**Task to carry out**
Transcribe the data verbatim and drop its images.
Source data Block Start
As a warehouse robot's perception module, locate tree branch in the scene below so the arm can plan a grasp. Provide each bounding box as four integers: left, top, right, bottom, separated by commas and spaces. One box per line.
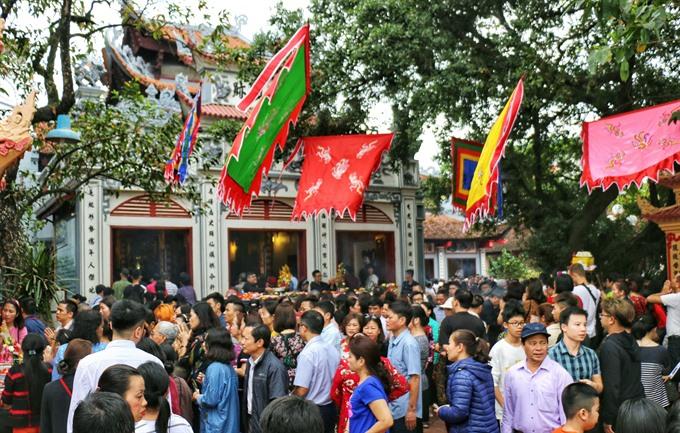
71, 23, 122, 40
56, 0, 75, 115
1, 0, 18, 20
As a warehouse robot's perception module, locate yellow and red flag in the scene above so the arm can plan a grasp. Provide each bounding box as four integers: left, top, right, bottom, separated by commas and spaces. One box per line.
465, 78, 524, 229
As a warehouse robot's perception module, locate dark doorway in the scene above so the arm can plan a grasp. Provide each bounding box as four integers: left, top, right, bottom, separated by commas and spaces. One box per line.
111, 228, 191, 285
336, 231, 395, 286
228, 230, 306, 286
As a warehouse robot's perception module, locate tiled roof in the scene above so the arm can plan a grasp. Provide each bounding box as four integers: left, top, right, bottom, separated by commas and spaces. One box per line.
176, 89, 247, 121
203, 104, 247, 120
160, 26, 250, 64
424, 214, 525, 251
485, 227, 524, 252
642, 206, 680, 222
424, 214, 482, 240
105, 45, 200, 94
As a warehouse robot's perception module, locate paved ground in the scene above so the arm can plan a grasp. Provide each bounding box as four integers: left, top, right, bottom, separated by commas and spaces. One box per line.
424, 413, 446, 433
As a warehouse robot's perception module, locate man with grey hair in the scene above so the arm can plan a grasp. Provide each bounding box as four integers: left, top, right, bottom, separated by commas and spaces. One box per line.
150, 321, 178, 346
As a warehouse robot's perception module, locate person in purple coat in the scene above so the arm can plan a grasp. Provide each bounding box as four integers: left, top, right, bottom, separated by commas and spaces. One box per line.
Source data Block End
**Answer box**
As a warehouse robot's perception module, locate tree branch in the scene below so the arm can plan a grasp. Provide each bounding box as four integers: left, top, right, bottom, separated by commas and spaces. One box per line.
71, 23, 122, 40
56, 0, 75, 115
1, 0, 18, 20
As a warehouse robot's perception module, locate yellow and red flag in the scene above so the arm can plan a grasp. Provide each bounding box as four integers: left, top, right, bottom, separated by commas and spaces. One box per line.
465, 78, 524, 229
As a warehouse robot's perception module, locate dark doorway in the scene above so the arm can plan a grasp. Provide each bounding box as four integers: left, top, right, bottom, separated by commas and spaces. One box per line.
111, 228, 191, 285
336, 231, 395, 286
228, 230, 306, 286
As a warehouse robot's perception module, locate tiled roof in the scene above so the arm can plan a grasp. Provide each bounding box as four integers: left, top, right, bottom, separated by commas and spaces. One box per line.
176, 89, 247, 121
203, 104, 247, 120
160, 26, 250, 64
424, 214, 525, 251
485, 227, 524, 252
642, 206, 680, 222
424, 214, 482, 240
105, 45, 200, 94
As a warehouse robot's perception module, locate paved ground in the scene above so the arm can plan a grasp. Provide each bounding box as four integers: left, top, right, bottom, separated by commas and spaces. One box per line.
424, 413, 446, 433
As a warehouse robot's perception module, locate man with grey hair in the scene above so the arm can plan a grasp. Provide each bounding box as four integers: left, top, right, bottom, separated by commas and spaces. One box per line.
150, 321, 178, 346
As a warehouse robot's perception module, locate person in purple coat in the scene above so the arm can plan a grasp. Provide each bounding box as four integers: left, top, right, bottom, separated by commas and spaces. One box per line.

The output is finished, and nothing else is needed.